■ Written instruction ■
Write out everything from the line containing "of the gold" down to the last line, both included, with the requests unchanged. Offset every x and y coordinate in the answers by adding 105.

[START OF Provided data]

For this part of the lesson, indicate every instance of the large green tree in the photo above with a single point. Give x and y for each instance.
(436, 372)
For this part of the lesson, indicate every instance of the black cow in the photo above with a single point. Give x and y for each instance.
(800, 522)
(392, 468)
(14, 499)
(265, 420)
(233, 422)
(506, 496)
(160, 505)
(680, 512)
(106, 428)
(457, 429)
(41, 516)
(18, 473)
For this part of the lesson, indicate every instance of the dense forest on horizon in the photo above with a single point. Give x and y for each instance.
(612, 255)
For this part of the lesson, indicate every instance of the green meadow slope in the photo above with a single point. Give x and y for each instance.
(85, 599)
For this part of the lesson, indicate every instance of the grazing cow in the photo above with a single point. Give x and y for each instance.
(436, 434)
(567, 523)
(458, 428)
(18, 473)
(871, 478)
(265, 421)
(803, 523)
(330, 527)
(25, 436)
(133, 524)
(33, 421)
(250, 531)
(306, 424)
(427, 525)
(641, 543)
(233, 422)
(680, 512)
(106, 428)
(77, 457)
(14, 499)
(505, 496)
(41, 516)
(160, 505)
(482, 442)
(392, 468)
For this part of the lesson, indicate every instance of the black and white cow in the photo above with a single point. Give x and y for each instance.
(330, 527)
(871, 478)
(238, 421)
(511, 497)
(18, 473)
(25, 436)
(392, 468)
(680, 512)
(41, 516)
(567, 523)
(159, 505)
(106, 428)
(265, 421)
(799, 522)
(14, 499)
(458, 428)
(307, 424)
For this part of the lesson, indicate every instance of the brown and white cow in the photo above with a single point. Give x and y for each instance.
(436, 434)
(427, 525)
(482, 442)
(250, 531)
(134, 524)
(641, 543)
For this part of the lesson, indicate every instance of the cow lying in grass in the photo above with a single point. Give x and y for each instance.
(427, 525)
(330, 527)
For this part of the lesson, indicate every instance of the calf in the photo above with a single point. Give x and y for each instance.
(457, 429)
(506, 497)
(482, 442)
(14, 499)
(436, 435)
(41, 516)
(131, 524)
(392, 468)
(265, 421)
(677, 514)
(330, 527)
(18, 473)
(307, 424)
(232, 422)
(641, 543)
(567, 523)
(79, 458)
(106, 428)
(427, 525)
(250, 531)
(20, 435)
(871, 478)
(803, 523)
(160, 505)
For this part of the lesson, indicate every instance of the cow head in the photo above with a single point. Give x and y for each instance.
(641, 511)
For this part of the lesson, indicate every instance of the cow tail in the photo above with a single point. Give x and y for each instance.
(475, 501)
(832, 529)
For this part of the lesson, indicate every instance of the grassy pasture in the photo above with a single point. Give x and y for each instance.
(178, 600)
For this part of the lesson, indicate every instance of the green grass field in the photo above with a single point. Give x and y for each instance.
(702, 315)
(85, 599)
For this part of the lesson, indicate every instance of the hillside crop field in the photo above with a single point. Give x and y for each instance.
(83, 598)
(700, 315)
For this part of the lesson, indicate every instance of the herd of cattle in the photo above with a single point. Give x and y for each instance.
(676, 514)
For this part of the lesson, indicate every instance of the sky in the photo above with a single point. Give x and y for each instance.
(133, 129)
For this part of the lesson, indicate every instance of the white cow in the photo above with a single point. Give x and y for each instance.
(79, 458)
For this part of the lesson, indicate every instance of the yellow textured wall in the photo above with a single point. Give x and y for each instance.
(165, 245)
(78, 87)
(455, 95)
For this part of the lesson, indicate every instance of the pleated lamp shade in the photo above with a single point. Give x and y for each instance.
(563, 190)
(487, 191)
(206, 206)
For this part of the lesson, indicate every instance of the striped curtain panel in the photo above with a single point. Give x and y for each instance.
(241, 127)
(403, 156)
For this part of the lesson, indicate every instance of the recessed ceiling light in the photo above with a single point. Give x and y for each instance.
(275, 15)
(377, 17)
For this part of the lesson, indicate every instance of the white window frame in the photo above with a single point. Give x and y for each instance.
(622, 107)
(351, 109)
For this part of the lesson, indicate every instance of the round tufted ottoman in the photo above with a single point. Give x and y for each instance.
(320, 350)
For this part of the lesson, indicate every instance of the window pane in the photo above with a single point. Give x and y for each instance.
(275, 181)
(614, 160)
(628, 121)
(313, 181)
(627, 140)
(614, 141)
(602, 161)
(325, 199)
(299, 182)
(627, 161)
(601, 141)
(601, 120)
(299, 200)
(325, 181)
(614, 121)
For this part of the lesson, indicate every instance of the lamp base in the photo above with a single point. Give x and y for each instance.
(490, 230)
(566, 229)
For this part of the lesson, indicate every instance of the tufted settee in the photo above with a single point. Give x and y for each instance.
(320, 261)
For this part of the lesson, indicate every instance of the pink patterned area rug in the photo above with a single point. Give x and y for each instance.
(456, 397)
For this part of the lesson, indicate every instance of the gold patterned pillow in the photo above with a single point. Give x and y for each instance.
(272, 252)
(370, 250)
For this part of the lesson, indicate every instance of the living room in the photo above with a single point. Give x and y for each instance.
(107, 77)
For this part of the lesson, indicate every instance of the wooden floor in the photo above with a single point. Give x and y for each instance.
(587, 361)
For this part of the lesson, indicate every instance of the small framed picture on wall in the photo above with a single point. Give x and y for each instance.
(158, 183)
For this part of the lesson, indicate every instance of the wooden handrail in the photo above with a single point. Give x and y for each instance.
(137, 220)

[END OF Provided data]

■ Task solution ■
For this part of the lesson, indicate every instance of the gold patterned pillow in the photo above with a single point. Give x and y for each instance.
(377, 357)
(475, 355)
For this part of the lesson, indicate every instance of the living room in the photo above with a single point. Give x and y for each instance.
(212, 182)
For this part of the lesson, indicate every instance of the wooden floor in the photo above with a single point. Give x and y for each instance.
(692, 466)
For this part of the lesson, indicate every instance of the small framed picture on wall in the photo above with a single point. Give x and y for each instance.
(263, 288)
For this part of the lesson, indicate every instance of the wooden handrail in the photo above with a single point. Give x and y for each instance.
(242, 325)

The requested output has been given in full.